Il concetto di “mito”

La parola italiana “mito” deriva dal greco μύθος.[1]  

E’ legata al verbo μύθευω – “raccontare” –  e significa tante cose, fra queste paroladiscorso ma anche nomea; famao ancora ideaprogetto e persino intenzione[2]

In Omero, la parola compare secondo queste accezioni già nell’Odissea, impiegata in espressioni quali “μύθον ακουειν”,[3] che significa “ascoltare un discorso” oppure ancora per definire un piano d’azione.  

Più in generale potremmo dire che la parola “mito” è impiegata per indicare un discorso di tipo autorevole, cioè un discorso pronunciato da leader, condottieri, eroi, “nell’assemblea o sul campo di battaglia” .

In sostanza, col termine “mito” si indica un “un discorso di potere, e impone obbedienza per il prestigio dell’oratore”.[4]

Si tratta, insomma, di parola la cui importanza è determinata dall’autorevolezza dell’emittente – cioè di chi parla –  e che quindi dev’essere creduta in quanto chi la pronuncia è riconosciuto come degno di rispetto e fiducia.   

A questa parola se ne affianca[5] un’altra –  logos  – che, come noto, pure indica il discorso e la parola.

C’è però una significativa differenza: si tratta di una parola o un’argomentazione verificabile da parte dell’ascoltatore, che quindi risulta credibile non per l’autorevolezza di chi l’ha pronunciata bensì appunto per la verificabilità delle argomentazioni.

──────────

OBIETTIVO 1
Trascriva in forma di lista JSON di stringhe, una per riga e tralasciando le righe vuote, le righe dei record che vanno da quella contenente "white t-shirt, one" a quella contenente "[(112, 118), (195, 140)]", entrambe comprese.

──────────

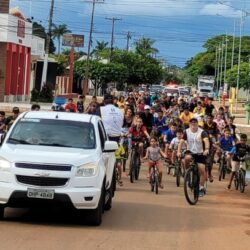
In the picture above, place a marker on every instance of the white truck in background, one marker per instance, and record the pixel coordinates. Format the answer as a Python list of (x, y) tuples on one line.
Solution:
[(205, 86)]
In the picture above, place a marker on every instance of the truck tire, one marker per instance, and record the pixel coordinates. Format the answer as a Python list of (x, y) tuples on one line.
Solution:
[(95, 215), (1, 212)]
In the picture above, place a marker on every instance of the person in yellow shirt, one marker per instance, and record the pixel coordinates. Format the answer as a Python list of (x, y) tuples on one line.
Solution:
[(186, 116), (199, 114), (200, 108), (119, 153)]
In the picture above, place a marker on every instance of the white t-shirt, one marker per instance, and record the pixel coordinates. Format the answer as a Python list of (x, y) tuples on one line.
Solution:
[(112, 118), (195, 140)]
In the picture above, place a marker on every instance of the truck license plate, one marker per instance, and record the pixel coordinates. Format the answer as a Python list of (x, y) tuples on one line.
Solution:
[(40, 193)]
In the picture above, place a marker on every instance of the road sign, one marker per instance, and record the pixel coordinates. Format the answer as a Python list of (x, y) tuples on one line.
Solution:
[(73, 40)]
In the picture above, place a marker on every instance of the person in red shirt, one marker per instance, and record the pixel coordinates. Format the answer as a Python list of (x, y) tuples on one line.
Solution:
[(138, 134), (70, 106)]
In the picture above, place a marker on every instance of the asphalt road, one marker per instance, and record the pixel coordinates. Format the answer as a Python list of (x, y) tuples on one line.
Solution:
[(139, 219)]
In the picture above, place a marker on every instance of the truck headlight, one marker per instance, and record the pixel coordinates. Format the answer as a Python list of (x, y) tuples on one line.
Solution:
[(4, 165), (86, 170)]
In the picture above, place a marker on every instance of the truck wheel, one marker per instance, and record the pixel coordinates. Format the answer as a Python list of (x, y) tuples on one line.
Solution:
[(108, 199), (113, 184), (1, 212), (95, 215)]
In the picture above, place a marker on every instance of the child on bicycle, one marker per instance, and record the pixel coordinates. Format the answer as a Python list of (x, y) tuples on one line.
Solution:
[(175, 143), (239, 151), (119, 153), (154, 153)]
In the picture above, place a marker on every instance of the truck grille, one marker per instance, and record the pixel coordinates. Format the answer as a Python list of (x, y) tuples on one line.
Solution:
[(43, 166), (42, 181)]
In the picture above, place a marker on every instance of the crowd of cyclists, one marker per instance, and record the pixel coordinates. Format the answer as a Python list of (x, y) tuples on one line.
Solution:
[(164, 126)]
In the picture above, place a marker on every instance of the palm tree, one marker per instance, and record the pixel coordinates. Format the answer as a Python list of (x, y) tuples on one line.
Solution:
[(144, 47), (58, 32), (100, 47)]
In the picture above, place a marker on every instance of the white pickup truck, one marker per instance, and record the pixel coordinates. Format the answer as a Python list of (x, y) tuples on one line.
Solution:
[(51, 157)]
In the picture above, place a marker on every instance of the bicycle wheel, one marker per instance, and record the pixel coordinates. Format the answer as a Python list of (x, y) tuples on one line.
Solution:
[(132, 167), (191, 186), (156, 183), (137, 166), (241, 181), (236, 181), (152, 182), (178, 174), (125, 160), (221, 169)]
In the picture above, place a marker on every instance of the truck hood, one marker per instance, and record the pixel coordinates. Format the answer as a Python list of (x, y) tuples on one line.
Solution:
[(52, 155)]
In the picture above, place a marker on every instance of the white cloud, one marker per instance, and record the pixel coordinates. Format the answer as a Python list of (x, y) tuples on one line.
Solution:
[(220, 9), (149, 7)]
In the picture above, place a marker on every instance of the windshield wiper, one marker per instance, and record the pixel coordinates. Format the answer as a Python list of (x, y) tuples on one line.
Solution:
[(18, 141), (54, 145)]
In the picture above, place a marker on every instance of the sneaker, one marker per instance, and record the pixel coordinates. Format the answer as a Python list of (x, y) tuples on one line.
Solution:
[(201, 192), (211, 178)]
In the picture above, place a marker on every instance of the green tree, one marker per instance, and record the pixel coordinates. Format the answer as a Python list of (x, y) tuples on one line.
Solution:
[(39, 30), (58, 32), (101, 50), (144, 47)]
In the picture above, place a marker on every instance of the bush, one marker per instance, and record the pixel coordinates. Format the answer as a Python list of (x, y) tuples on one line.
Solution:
[(45, 95)]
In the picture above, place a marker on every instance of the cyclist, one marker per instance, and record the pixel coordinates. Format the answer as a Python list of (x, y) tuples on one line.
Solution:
[(186, 116), (138, 132), (239, 151), (2, 122), (147, 118), (226, 144), (112, 118), (119, 153), (168, 136), (154, 154), (220, 123), (198, 144), (234, 130), (211, 128), (175, 143)]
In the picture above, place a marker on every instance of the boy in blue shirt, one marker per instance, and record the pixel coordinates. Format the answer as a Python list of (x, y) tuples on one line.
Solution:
[(226, 144)]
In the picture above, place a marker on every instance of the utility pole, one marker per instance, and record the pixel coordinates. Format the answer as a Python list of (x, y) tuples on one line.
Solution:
[(225, 65), (232, 62), (239, 58), (45, 63), (218, 69), (86, 80), (113, 19), (129, 36)]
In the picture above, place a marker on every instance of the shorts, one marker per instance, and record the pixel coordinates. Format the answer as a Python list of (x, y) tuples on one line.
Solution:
[(151, 163), (199, 158), (114, 138), (236, 165)]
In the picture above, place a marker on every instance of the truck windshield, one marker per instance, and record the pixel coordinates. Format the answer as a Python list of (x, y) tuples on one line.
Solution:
[(206, 84), (57, 133)]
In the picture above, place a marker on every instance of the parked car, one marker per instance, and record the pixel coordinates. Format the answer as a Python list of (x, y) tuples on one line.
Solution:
[(51, 157)]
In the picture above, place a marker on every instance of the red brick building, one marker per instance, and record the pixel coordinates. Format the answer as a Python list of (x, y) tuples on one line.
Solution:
[(15, 55)]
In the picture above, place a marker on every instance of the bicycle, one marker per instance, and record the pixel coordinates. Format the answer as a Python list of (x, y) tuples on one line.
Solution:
[(222, 166), (192, 182), (135, 163), (239, 177), (124, 160), (178, 171), (154, 178)]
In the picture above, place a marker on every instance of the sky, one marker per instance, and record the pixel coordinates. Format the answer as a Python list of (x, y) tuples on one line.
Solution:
[(179, 27)]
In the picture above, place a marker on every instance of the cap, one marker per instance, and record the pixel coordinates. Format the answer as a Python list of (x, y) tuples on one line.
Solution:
[(15, 110), (193, 120)]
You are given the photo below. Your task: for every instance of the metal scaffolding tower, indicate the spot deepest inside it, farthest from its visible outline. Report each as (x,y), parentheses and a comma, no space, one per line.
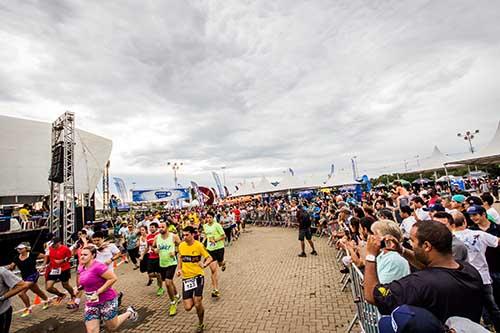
(105,189)
(62,195)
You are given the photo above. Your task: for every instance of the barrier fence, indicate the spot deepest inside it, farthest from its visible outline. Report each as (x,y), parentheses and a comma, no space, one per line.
(366,315)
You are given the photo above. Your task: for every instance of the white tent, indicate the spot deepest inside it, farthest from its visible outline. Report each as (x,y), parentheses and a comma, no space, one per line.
(488,155)
(25,147)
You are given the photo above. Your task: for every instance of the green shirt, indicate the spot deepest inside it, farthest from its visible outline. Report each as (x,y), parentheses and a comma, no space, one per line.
(214,231)
(166,247)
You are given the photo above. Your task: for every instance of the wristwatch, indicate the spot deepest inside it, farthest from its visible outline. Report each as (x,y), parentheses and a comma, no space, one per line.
(370,258)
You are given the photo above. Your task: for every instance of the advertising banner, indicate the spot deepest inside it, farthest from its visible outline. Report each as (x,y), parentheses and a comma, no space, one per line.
(160,194)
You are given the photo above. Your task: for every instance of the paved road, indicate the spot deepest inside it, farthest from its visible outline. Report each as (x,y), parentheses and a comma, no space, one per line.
(266,288)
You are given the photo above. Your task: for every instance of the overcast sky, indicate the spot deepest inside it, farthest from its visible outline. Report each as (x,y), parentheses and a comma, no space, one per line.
(256,86)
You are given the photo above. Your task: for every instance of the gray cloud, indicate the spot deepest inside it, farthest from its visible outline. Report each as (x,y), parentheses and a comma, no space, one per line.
(258,86)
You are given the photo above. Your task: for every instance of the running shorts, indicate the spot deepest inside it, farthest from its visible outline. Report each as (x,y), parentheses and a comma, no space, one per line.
(102,312)
(217,255)
(167,273)
(154,265)
(305,233)
(197,291)
(63,277)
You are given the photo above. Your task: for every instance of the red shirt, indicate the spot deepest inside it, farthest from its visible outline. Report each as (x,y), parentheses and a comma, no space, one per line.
(61,252)
(150,238)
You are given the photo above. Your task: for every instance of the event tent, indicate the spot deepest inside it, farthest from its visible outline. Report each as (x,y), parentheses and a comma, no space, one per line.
(486,156)
(25,147)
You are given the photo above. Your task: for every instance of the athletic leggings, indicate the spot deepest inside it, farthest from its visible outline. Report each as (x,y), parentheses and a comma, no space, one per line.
(227,231)
(134,254)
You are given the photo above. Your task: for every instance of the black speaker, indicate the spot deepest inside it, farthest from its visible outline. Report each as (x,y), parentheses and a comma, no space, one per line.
(57,166)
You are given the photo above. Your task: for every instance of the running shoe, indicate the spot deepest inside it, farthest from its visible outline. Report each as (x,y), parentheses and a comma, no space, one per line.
(133,314)
(26,312)
(120,296)
(172,309)
(59,299)
(215,293)
(72,305)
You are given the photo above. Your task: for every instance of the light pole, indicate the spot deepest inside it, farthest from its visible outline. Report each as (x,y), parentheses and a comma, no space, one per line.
(175,167)
(223,168)
(468,136)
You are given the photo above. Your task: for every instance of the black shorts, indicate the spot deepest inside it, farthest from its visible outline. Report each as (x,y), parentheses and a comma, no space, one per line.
(305,233)
(154,265)
(63,277)
(217,255)
(198,291)
(167,273)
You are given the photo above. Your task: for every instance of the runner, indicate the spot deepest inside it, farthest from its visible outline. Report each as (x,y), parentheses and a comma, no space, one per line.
(26,262)
(305,230)
(215,236)
(59,270)
(154,259)
(107,253)
(191,268)
(165,244)
(96,279)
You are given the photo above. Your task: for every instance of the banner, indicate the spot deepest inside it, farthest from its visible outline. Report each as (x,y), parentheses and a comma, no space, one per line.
(121,189)
(219,185)
(160,195)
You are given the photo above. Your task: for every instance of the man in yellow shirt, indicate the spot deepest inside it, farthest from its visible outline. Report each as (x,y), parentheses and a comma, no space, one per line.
(190,266)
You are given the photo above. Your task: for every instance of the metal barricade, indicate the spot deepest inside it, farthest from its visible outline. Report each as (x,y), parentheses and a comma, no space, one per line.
(366,314)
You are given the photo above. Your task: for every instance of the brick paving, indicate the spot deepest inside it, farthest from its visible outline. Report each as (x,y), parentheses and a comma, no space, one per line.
(266,288)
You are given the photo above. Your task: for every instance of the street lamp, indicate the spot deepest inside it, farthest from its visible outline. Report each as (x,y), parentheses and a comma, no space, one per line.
(175,167)
(468,136)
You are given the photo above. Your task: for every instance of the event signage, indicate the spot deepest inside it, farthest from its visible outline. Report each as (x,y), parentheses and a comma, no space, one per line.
(160,195)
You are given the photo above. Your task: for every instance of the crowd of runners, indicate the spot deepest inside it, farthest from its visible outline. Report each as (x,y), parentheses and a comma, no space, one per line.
(389,233)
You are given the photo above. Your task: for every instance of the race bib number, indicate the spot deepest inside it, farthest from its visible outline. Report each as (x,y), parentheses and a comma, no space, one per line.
(190,284)
(91,296)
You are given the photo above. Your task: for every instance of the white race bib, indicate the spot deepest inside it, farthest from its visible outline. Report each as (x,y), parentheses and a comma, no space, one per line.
(190,284)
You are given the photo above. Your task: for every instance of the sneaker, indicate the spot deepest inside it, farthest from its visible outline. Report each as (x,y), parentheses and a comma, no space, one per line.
(26,312)
(59,299)
(133,314)
(172,309)
(215,293)
(71,305)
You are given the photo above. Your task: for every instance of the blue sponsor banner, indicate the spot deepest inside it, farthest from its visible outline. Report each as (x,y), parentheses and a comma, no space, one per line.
(160,195)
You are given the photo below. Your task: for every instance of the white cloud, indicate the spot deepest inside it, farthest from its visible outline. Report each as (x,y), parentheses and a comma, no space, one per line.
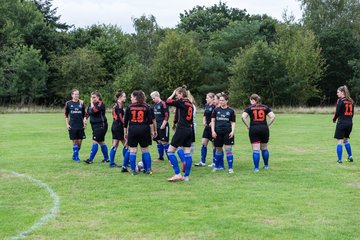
(83,13)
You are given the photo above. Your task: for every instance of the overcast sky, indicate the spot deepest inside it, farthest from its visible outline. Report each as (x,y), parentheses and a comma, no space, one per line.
(82,13)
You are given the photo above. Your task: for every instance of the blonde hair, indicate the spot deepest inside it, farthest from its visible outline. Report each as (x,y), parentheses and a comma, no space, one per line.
(346,92)
(155,94)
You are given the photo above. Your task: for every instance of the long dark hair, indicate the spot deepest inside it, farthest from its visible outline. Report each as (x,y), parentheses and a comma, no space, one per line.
(255,97)
(346,92)
(97,93)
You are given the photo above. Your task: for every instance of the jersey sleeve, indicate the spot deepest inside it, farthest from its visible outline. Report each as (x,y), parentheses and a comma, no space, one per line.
(165,109)
(233,116)
(66,110)
(126,117)
(338,110)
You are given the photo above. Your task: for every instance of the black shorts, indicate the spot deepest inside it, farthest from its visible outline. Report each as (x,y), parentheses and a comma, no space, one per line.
(183,137)
(259,134)
(139,135)
(99,132)
(117,132)
(163,134)
(343,130)
(77,134)
(207,133)
(222,139)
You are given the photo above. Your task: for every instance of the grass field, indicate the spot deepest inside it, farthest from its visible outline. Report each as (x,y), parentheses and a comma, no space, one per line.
(304,195)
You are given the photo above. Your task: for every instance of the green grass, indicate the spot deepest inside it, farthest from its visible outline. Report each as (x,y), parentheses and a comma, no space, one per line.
(304,195)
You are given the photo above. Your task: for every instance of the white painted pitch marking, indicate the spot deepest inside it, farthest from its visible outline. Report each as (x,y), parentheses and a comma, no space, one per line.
(44,219)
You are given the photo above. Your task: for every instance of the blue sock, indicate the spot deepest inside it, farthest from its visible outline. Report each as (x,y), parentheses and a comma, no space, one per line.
(112,155)
(218,157)
(124,151)
(181,154)
(174,163)
(348,148)
(104,150)
(76,152)
(166,148)
(229,158)
(265,154)
(126,158)
(221,164)
(339,151)
(160,150)
(203,153)
(132,161)
(93,151)
(188,163)
(256,158)
(214,153)
(147,160)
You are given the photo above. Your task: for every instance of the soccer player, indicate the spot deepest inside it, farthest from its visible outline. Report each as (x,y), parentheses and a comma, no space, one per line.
(183,136)
(161,113)
(117,128)
(223,120)
(206,137)
(75,119)
(96,111)
(139,130)
(344,114)
(258,129)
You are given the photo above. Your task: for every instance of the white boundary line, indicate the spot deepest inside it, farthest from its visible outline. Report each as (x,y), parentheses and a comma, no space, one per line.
(44,219)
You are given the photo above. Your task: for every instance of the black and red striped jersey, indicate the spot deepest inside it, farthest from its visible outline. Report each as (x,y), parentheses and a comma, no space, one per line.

──────────

OBIETTIVO 2
Riproduca integralmente e senza alcuna modifica il testo sul concetto di mito.

SOLUZIONE 1
[
  "In the picture above, place a marker on every instance of the white t-shirt, one marker per instance, and record the pixel coordinates. Format the answer as a Python list of (x, y) tuples on one line.",
  "Solution:",
  "[(112, 118), (195, 140)]"
]

SOLUZIONE 2
Il concetto di “mito”

La parola italiana “mito” deriva dal greco μύθος.[1]  

E’ legata al verbo μύθευω – “raccontare” –  e significa tante cose, fra queste paroladiscorso ma anche nomea; famao ancora ideaprogetto e persino intenzione[2]

In Omero, la parola compare secondo queste accezioni già nell’Odissea, impiegata in espressioni quali “μύθον ακουειν”,[3] che significa “ascoltare un discorso” oppure ancora per definire un piano d’azione.  

Più in generale potremmo dire che la parola “mito” è impiegata per indicare un discorso di tipo autorevole, cioè un discorso pronunciato da leader, condottieri, eroi, “nell’assemblea o sul campo di battaglia” .

In sostanza, col termine “mito” si indica un “un discorso di potere, e impone obbedienza per il prestigio dell’oratore”.[4]

Si tratta, insomma, di parola la cui importanza è determinata dall’autorevolezza dell’emittente – cioè di chi parla –  e che quindi dev’essere creduta in quanto chi la pronuncia è riconosciuto come degno di rispetto e fiducia.   

A questa parola se ne affianca[5] un’altra –  logos  – che, come noto, pure indica il discorso e la parola.

C’è però una significativa differenza: si tratta di una parola o un’argomentazione verificabile da parte dell’ascoltatore, che quindi risulta credibile non per l’autorevolezza di chi l’ha pronunciata bensì appunto per la verificabilità delle argomentazioni.